*Problem details:*
Show every line of the material below that contains the word "shirt", copied unchanged.
## start
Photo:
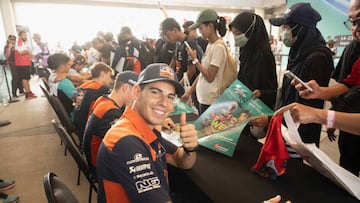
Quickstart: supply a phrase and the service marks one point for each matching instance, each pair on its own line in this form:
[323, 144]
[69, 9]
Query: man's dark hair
[97, 40]
[99, 67]
[169, 24]
[108, 37]
[21, 32]
[55, 60]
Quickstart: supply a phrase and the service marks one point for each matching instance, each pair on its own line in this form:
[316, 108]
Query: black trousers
[349, 147]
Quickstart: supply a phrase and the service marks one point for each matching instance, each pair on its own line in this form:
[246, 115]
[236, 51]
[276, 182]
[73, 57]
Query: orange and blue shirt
[91, 91]
[105, 113]
[131, 162]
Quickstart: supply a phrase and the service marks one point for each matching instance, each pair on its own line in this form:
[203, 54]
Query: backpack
[146, 54]
[230, 69]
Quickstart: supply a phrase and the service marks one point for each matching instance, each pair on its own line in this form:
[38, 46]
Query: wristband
[188, 151]
[330, 119]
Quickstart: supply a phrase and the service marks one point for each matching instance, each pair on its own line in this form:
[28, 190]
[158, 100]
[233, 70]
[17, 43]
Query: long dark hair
[219, 25]
[57, 59]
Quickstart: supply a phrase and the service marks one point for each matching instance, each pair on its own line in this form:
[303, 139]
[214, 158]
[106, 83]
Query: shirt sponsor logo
[137, 158]
[147, 184]
[219, 147]
[142, 167]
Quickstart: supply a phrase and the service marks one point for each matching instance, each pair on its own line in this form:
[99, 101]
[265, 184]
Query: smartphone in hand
[292, 76]
[187, 45]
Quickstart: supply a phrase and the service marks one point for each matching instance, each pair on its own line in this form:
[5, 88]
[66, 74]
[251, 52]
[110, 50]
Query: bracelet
[330, 119]
[188, 151]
## end
*Task result:*
Query: orange and blue shirt
Query: shirt sponsor logo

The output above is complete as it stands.